Start of Document excerpt

# so this is my whizzer project



## militarymonark (Jan 7, 2009)

all i need now is a whizzer motor


----------



## supper15fiets (Jan 8, 2009)

...great project , and a very nice headlight!


----------



## militarymonark (Jan 8, 2009)

its a 1914, im not sure if its a motorcycle or something else but it works. The big horn works too.


----------



## bikes4me (Jan 8, 2009)

*other bike*

hey do you want to sell the shelby air flow


----------



## militarymonark (Jan 8, 2009)

nope neither of those are forsale in the back round sorry


----------



## sensor (Jan 8, 2009)

thats going to be a nice ride when its done!
i do have a question though.....what are you going to use for a gas tank?


----------



## JRE (Jan 8, 2009)

Hurry up and get that thing done so we can go riding.....lol


----------



## balloontirecruiser (Jan 9, 2009)

Militaymonark,

If you decide to sell the tank that is currently attached to the blue bicycle, please let me know, I would buy it (assuming the bicycle is a 26 inch bike). Thanks, good luck with that project.


----------



## 37fleetwood (Jan 9, 2009)

I would be curious to know if that is the style of tank I would need for my Godzilla bike. I asked several times if anyone knew but no one had any idea. maybe I could post dimensions, would you be willing to check? not to suggest anything bad but I would weld that tank to the frame and put a filler neck in the side and use that tank for the motor bike. obviously you would need to clean the frame and inside of the tank and after welding, it would need to be sealed, also weld in the filler first. another idea I had would be to make a fuel bladder inside the tank, which would make it so you wouldnt have to have the tank sealed off. anyway I have been thinking of such a project myself and am interested in seeing how yours goes.
Scott


----------



## militarymonark (Jan 9, 2009)

yeah actually Im trying to get dave pappas to make me a "box" tank to fit in ther like a hanging gas tank and use that as my gas tank, I thought about using the tank that is existing but it really doesn't seem like it'd work out easy unlike building a "box" style tank to fit, and put a valve on the bottom and cap on the top.


----------



## AntonyR (Jan 10, 2009)

End of Document excerpt

Given request a: In the forum thread, why does militarymonark plan to have a "box" tank made instead of using the tank already on the bike?

Start of Data shown

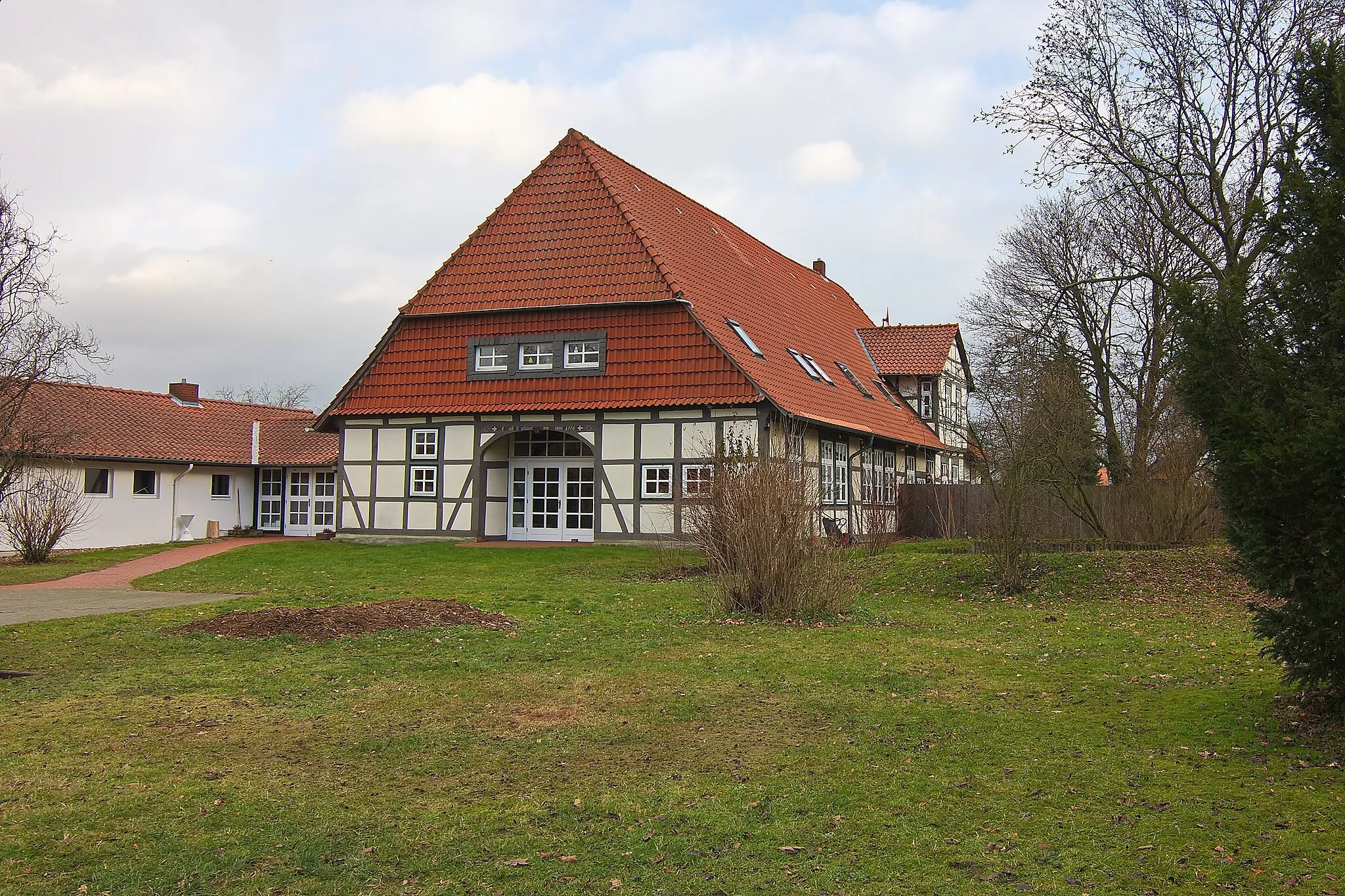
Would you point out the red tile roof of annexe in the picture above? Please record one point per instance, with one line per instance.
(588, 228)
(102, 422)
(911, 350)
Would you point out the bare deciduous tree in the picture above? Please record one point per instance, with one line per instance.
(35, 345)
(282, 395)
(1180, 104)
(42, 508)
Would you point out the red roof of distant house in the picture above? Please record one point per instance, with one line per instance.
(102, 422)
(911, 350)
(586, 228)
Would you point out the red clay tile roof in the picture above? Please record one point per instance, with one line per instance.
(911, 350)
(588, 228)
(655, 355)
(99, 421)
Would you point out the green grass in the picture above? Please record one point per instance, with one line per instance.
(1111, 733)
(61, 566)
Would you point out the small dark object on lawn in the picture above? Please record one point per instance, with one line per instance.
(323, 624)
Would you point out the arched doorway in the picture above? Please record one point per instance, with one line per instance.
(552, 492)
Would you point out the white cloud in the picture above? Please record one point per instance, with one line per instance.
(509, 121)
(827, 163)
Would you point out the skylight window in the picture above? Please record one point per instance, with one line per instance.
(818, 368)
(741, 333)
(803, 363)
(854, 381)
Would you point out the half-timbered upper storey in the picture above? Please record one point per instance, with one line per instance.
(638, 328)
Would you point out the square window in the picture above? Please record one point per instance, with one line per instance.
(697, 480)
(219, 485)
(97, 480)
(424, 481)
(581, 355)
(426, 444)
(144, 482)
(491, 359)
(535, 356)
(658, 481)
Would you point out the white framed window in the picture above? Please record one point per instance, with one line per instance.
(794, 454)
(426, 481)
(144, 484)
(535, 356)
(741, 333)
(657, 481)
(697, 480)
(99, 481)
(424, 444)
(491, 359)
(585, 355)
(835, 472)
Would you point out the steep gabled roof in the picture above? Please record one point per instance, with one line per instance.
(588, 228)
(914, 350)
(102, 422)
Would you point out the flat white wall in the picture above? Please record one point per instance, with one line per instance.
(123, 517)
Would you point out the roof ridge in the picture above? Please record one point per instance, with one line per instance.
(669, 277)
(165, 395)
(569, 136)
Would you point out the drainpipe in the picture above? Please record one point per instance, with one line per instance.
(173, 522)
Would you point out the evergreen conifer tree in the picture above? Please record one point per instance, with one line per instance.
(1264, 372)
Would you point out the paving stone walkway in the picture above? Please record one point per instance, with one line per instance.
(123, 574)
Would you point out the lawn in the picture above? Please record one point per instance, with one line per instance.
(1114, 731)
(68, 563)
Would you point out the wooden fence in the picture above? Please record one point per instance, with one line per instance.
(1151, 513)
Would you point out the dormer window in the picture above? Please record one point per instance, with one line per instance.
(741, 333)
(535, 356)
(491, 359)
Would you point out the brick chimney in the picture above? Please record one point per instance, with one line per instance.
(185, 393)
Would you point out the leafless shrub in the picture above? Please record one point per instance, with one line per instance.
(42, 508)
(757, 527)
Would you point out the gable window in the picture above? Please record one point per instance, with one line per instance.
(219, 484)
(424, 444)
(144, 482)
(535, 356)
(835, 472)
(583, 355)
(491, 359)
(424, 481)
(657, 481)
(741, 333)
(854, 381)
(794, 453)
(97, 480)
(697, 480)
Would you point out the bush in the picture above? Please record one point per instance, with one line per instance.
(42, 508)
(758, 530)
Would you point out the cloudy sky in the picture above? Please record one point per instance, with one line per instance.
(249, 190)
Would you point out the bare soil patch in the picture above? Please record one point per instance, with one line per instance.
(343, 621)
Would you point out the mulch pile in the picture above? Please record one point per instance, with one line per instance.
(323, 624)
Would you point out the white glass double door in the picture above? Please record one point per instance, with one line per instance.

End of Data shown

Given request b: Extract every line of the entries that contains the string "bare", with case counting.

Task output a: militarymonark considered using the existing tank, but it didn't seem like it would work out easily. Building a "box" style tank to fit, with a valve on the bottom and a cap on the top, seemed easier.

Task output b:
Would you point out the bare deciduous tree in the picture above? Please record one point per instance, with one line per instance.
Would you point out the bare soil patch in the picture above? Please record one point per instance, with one line per instance.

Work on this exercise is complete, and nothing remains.